Copy the lines of the listing below verbatim, from the line containing "For the evaluation set, tag every instance of the man's ear" through the line containing "[[581, 144]]", both included.

+++ DATA IN THIS EXERCISE

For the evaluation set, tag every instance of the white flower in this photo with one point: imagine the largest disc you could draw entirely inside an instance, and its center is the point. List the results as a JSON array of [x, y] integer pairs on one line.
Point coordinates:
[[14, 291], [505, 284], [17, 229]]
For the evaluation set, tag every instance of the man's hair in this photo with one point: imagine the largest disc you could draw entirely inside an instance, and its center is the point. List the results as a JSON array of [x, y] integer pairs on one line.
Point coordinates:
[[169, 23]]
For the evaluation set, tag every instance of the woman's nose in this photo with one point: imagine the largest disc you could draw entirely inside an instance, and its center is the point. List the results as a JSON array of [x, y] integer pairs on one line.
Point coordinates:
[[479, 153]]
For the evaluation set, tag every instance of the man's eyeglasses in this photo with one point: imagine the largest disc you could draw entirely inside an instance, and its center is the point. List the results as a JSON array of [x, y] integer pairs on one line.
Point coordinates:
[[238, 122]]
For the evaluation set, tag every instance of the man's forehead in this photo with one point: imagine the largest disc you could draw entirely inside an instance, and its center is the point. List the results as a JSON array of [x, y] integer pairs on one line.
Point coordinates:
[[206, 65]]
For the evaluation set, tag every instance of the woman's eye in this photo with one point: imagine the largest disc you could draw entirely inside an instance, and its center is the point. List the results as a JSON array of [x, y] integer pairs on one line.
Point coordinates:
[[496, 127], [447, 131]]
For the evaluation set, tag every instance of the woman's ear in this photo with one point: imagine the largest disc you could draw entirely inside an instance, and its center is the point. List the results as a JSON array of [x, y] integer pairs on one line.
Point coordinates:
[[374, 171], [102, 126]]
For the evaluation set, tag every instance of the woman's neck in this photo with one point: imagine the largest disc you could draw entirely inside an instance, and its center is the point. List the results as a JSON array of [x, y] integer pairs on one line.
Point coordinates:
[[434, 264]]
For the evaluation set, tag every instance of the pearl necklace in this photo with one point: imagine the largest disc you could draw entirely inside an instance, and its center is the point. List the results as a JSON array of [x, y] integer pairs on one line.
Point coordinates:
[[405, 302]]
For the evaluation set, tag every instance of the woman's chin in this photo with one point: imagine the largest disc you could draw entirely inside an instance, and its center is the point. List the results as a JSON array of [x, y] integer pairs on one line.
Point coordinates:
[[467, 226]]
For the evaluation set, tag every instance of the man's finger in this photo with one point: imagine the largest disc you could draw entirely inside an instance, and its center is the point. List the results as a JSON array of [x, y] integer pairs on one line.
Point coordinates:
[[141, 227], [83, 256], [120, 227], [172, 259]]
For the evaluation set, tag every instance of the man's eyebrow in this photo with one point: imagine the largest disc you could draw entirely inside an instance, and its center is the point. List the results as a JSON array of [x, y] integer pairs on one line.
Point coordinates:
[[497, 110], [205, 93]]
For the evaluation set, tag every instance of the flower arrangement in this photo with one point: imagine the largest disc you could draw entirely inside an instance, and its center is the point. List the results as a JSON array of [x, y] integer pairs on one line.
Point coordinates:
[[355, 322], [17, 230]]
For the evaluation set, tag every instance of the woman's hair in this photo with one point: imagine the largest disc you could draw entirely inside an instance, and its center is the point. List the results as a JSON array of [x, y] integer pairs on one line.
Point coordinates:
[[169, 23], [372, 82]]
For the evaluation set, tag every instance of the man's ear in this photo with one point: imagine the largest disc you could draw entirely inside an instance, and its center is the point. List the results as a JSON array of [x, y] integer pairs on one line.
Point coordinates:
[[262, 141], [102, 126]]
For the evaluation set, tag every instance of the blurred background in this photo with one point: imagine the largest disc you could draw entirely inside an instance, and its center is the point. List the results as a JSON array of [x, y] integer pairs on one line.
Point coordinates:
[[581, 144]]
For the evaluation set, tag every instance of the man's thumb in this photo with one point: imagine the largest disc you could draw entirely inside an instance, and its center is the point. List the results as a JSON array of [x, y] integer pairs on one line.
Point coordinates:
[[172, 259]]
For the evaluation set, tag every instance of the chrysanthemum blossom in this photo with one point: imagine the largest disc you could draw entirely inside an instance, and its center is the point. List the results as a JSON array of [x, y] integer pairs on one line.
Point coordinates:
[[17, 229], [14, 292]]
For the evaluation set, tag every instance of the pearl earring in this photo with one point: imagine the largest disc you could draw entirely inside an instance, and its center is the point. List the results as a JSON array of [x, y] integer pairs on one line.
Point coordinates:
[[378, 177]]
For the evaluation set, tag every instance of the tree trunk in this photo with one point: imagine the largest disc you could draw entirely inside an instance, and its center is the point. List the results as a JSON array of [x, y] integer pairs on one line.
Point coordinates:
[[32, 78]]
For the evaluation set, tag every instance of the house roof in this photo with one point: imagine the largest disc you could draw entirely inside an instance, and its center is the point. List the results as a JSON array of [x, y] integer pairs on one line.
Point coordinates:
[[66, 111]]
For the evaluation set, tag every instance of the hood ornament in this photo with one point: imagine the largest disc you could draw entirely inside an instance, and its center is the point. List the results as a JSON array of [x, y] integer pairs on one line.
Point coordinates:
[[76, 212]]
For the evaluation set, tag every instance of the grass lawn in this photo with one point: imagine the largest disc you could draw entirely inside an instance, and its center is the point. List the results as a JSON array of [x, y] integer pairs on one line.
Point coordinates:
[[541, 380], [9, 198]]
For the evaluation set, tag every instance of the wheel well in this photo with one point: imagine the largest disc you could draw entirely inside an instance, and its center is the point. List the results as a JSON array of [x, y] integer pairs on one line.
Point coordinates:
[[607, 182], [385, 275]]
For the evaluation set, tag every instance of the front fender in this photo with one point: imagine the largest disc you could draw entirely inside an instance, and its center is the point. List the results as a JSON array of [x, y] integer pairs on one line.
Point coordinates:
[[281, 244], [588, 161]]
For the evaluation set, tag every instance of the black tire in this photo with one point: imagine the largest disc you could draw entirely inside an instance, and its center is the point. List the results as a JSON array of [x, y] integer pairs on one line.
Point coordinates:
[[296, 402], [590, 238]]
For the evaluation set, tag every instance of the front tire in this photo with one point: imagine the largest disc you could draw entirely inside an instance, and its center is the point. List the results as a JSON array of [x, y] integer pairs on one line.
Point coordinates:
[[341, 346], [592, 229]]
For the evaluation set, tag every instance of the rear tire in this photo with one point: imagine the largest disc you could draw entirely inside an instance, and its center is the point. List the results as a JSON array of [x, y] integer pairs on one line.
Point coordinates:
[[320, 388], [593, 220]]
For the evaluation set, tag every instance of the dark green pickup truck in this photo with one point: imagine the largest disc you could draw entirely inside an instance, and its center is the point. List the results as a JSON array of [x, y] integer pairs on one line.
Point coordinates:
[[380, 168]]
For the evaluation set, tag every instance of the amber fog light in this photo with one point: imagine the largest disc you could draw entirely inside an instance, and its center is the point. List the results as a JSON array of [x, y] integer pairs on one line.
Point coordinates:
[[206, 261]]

++++++

ANSWER TO THE EXERCISE =
For the evaluation set, tag every instance of the man's ear in this photo with one point: imagine the largest disc you could draw entirely inside an instance, and its center is the point. List the results as a JSON array of [x, y] integer pairs on one line.
Point coordinates:
[[262, 141], [102, 126]]
For the evaluation set, tag every instance of the blurred background in this photo with one point: imagine the largest disc you could draw entirely inside an instance, and its center is the point. List the results as a JSON array of [x, y] integer pairs on one line.
Point coordinates:
[[581, 144]]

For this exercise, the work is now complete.